Don’t look now, but Labor Day is upon us. Yes, that dreaded end-of-summer holiday arrives on Monday next, bringing with it the return to our normal existences. (And, by the way, didn’t there used to be a rule that Labor Day couldn’t be on September 1? I thought it was always the first Monday, unless that Monday was the first. Maybe that was just what I wanted the rule to be.)
I used to hate the approach of this single holiday for the reason most kids still hate it: school starts shortly thereafter. In my case, it was always the following Wednesday. The school system in my town at least gave us the Tuesday following to get back from our vacations. And that’s exactly what my family used to do. We’d pack up from our summer beach house on the Jersey shore on Tuesday afternoon and make the short drive back to our suburban home (on Long Island).
It wasn’t that I was the kind of kid who hated everything about school. I actually liked a lot of what going to school entailed. I liked reuniting with my friends, and, for the most part, I liked learning. But I hated doing homework, or at least I was generally averse to it, being much more inclined to play and watch TV and talk on the phone and otherwise do what most kids like to do when they aren’t in a regimented atmosphere.
But it was just the thought of the end of the non-regimented atmosphere summer provided that I dreaded, and as a result the approach of Labor Day was cause for tremendous anxiety and distress. It used to start for me right around August 1, which is when (almost without fail) those damnable “back-to-school” ads would begin. I used to hate those ads. How dare they talk about going back to school when we still had a whole month to go, maybe even five weeks if we were lucky and Labor Day fell on the sixth or seventh (or eighth?) that particular year.

▶ **Labeling examples with points**
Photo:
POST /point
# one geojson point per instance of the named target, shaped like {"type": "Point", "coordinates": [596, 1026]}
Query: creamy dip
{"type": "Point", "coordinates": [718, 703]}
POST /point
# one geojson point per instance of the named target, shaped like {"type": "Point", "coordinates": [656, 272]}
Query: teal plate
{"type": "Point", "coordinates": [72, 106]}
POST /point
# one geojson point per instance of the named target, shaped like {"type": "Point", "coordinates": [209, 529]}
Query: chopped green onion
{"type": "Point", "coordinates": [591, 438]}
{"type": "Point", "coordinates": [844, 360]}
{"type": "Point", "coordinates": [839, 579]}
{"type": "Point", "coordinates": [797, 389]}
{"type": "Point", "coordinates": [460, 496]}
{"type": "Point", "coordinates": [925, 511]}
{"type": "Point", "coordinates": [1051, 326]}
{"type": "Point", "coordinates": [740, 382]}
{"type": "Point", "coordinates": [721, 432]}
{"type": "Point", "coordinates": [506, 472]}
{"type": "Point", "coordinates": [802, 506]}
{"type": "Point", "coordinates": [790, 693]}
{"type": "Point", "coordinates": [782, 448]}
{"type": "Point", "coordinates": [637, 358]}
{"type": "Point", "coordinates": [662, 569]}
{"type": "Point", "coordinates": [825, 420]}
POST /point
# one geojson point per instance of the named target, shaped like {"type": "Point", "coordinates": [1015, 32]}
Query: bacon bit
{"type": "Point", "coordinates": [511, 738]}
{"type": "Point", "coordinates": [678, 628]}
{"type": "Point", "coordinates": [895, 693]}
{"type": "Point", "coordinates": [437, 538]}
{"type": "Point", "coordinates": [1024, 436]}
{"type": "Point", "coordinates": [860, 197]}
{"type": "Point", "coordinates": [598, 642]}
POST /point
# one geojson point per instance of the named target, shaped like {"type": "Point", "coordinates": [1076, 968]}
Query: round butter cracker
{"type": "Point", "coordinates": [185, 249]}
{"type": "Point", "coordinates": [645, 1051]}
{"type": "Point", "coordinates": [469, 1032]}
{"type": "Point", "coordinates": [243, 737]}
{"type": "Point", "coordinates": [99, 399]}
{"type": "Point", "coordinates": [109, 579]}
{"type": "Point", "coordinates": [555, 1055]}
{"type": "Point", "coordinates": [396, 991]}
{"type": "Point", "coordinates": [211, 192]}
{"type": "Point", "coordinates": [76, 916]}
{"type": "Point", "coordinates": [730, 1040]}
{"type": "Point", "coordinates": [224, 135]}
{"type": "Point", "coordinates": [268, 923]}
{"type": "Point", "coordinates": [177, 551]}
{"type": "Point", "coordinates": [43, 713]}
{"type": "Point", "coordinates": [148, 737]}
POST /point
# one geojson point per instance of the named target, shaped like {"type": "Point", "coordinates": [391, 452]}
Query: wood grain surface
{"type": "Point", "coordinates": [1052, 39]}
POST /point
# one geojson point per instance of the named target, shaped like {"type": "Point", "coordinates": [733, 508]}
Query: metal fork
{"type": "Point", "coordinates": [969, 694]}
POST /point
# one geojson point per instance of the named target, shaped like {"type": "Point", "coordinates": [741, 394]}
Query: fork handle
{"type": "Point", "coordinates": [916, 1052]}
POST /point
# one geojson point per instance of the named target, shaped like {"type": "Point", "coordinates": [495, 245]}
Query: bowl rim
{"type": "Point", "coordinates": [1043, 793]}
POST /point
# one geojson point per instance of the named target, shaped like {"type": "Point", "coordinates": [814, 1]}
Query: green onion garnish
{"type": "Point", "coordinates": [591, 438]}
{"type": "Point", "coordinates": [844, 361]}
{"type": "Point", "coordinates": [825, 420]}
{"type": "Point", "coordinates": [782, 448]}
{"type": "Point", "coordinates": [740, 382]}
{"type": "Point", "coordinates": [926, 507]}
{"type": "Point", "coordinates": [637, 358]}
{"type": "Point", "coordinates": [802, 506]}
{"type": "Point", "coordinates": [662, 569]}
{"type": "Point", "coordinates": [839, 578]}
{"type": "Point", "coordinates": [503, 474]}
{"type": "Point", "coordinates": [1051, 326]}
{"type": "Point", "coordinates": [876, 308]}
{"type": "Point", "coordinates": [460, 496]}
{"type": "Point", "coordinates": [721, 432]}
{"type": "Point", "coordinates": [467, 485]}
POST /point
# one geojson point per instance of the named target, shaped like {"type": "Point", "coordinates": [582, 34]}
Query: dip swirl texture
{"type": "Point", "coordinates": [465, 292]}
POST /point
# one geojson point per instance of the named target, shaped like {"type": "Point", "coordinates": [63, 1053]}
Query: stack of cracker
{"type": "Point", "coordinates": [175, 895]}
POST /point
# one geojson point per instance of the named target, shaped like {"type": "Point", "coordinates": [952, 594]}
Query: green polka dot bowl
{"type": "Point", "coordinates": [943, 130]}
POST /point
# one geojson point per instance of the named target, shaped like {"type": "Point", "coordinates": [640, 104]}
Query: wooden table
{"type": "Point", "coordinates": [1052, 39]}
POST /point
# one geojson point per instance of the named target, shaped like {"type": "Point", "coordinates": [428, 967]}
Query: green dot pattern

▶ **The tasks**
1) In the Labor Day essay, on which day of the week did the writer's school start after the holiday?
2) Please resume the Labor Day essay after its last sentence.
The listing is separate material, unrelated to the Labor Day essay.

▶ **Answers to the tasks**
1) The following Wednesday.

2)
Summer vacations were the best of times. Too bad they only lasted about twenty minutes. Of course, as I’ve gotten older, I’ve come to realize that the expression, “time flies when you’re having a good time” is another one of those truisms that are only partially true. It could easily be shortened to, “time flies,” because that is a much more accurate statement of reality.
In actuality, of course, time is a constant; at least non-Einstein time is. It is just about as certain as death and taxes that each minute will be comprised of sixty seconds and each hour of sixty minutes. And even though modern society has found ways to expand the use of time (e.g., multi-tasking and 24/7), it still is unshakeable that each year passes with the same amount of rapidity.
I’ve adopted a simple response when someone in idle chit-chat says something like, “Boy, that year sure went fast.” “Yes,” I’ll reply, “but of course that’s how time is.” That observation rarely gets a nod, since, I assume, most people aren’t willing to acknowledge that aspect of our existence, to wit: before we know it, it (whatever the “it” happens to be) will be over.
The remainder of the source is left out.